#### What you are asked to do
All lines from the one that contains "of the concrete" through the final line of the entries must be repeated exactly. No other lines belong in the output.

════

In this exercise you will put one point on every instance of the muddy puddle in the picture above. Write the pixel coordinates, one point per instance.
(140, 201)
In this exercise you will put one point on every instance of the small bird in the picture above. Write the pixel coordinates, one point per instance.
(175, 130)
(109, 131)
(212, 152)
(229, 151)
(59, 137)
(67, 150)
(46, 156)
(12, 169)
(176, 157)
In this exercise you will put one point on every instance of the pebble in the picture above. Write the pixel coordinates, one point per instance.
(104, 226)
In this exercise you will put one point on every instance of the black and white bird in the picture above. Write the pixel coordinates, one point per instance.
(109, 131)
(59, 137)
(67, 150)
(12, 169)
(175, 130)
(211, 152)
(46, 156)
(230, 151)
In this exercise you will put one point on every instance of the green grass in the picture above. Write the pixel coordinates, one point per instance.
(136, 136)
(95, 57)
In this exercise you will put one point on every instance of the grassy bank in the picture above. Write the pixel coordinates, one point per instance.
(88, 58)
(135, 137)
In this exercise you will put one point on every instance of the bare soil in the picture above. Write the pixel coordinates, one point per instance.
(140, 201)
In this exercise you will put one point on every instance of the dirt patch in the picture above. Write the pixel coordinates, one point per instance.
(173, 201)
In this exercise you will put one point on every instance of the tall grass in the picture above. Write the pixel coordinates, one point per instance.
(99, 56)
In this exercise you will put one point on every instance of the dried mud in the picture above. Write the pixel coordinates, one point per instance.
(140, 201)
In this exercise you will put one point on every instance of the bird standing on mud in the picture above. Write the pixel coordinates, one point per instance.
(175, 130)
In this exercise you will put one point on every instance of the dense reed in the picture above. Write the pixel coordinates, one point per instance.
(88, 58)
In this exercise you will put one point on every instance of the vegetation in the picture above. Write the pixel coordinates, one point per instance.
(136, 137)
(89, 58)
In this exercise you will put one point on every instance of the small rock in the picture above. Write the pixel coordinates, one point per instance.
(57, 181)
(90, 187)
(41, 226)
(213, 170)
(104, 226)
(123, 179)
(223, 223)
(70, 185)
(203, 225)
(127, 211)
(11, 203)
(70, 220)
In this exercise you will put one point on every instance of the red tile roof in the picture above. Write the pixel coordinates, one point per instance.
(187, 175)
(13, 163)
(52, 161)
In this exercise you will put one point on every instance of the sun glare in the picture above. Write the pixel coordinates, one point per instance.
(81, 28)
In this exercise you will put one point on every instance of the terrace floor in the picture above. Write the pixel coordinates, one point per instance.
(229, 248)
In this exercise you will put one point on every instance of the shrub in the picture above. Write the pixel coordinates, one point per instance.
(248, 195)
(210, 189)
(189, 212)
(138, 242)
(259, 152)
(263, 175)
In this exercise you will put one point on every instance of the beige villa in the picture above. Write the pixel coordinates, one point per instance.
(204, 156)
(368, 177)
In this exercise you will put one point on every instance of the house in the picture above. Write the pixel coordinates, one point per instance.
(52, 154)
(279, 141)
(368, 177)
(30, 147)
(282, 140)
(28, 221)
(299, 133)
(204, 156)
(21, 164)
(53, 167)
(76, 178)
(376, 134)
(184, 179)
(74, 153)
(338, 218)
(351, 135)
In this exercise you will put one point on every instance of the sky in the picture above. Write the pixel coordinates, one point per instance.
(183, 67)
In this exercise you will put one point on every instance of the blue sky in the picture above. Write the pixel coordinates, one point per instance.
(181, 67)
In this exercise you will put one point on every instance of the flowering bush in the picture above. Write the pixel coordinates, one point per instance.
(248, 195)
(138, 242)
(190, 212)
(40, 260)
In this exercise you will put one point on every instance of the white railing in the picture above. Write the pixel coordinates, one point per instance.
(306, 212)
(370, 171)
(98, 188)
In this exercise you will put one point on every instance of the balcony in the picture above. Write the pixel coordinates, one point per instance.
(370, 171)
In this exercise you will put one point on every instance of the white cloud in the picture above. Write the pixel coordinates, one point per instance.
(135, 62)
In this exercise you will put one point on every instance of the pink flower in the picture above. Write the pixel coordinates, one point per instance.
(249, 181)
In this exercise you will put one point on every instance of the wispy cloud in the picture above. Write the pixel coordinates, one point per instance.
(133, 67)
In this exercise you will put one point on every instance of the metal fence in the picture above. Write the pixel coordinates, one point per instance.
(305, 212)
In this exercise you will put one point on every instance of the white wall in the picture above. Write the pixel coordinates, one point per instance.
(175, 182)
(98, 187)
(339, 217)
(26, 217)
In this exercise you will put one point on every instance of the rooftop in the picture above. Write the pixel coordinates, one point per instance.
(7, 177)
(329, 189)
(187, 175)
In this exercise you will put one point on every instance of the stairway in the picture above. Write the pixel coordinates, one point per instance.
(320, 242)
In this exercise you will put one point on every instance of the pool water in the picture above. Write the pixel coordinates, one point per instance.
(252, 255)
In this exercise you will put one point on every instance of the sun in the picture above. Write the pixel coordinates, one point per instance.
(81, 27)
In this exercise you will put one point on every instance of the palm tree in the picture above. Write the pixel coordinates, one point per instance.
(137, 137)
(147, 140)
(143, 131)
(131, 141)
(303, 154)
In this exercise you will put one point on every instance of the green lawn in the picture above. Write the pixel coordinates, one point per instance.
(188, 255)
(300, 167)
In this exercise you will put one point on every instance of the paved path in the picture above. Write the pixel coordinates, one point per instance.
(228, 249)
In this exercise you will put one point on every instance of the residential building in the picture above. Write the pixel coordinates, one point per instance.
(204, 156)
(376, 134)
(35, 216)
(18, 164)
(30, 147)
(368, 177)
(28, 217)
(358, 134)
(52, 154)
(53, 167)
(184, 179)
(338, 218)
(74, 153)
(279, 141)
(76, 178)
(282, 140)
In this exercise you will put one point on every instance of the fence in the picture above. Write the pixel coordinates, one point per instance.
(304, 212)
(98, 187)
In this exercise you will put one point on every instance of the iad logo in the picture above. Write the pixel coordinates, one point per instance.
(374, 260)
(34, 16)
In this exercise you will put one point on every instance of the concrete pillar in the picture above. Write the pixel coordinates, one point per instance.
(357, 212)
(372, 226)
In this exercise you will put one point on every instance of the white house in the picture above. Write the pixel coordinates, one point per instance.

════

#### Output of the exercise
In this exercise you will put one point on every instance of the concrete pillar in the picture above. Write the pixel coordinates, one point per instance.
(357, 212)
(372, 226)
In this exercise you will put one point on every instance of the white house in the picture above. Write the pixel coordinates, one point per instance.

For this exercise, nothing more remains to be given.